REQUIRED ACTION:
A complete, word-for-word restatement of the entries is needed.

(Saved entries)
━━━━━━━━━━━━━━━━

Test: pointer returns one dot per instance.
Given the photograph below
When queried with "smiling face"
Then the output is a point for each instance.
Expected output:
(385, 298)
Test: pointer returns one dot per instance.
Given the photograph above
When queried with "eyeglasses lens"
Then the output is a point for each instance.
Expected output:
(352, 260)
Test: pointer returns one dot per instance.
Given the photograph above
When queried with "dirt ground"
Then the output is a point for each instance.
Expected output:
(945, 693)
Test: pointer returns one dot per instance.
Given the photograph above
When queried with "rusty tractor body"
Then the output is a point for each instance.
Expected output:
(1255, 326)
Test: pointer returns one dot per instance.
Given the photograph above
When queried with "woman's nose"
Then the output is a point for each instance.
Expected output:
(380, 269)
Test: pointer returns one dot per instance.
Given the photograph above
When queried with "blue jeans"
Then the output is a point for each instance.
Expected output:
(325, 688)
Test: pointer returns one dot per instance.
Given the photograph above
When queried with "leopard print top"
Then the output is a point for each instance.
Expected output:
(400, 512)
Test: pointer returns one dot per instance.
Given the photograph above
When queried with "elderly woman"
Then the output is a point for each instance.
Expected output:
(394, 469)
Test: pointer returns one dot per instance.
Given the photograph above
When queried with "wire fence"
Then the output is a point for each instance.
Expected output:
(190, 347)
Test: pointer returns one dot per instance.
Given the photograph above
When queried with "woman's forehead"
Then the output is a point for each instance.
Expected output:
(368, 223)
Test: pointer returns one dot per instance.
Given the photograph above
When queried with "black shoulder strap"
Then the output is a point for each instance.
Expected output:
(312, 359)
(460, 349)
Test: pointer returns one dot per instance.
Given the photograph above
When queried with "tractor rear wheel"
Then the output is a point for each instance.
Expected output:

━━━━━━━━━━━━━━━━

ANSWER FOR THE TASK:
Test: pointer returns one dot per instance.
Given the photograph below
When queried with "smiling face"
Then the output is a point for each instance.
Expected output:
(385, 298)
Test: pointer returns one dot per instance.
Given the photograph above
When queried with "eyeglasses lens"
Then the output is a point for each instance.
Expected output:
(352, 260)
Test: pointer returns one dot per instance.
Given the photograph above
When queried with "dirt ground"
Then the output is a point for each instance.
Expected output:
(945, 693)
Test: pointer returns one dot per instance.
Given the photograph above
When queried with "rusty tractor body"
Then the output is a point for each instance.
Expected output:
(1255, 326)
Test: pointer returns one dot per instance.
Given the photograph above
When queried with "woman's nose"
Then the output is a point for each instance.
Expected output:
(380, 269)
Test: pointer returns one dot per instance.
Given the photograph above
When queried with "blue jeans"
Then the output is a point for each instance.
Expected output:
(325, 688)
Test: pointer returns one dot per instance.
Given the photograph above
When queried with "leopard print top"
Then the output is a point for each instance.
Expected output:
(400, 512)
Test: pointer returns one dot per instance.
Given the photograph above
When queried with "elderly woman"
Then the output is a point for each instance.
Expected output:
(394, 469)
Test: pointer returns one dot per instance.
Given the photograph above
When queried with "wire fence"
Then the output is a point for each instance.
Expected output:
(190, 347)
Test: pointer returns one dot per instance.
Given the photograph above
When queried with "woman's forehead"
Then the output is a point for each instance.
Expected output:
(368, 223)
Test: pointer returns one dot per instance.
Given the photograph above
When queried with "black shoulder strap"
Then the output is a point for each instance.
Expected output:
(312, 359)
(460, 349)
Test: pointer returns one dot per instance.
Given the photograph above
When queried with "tractor rear wheel"
Then the output is a point for each instance.
Expected output:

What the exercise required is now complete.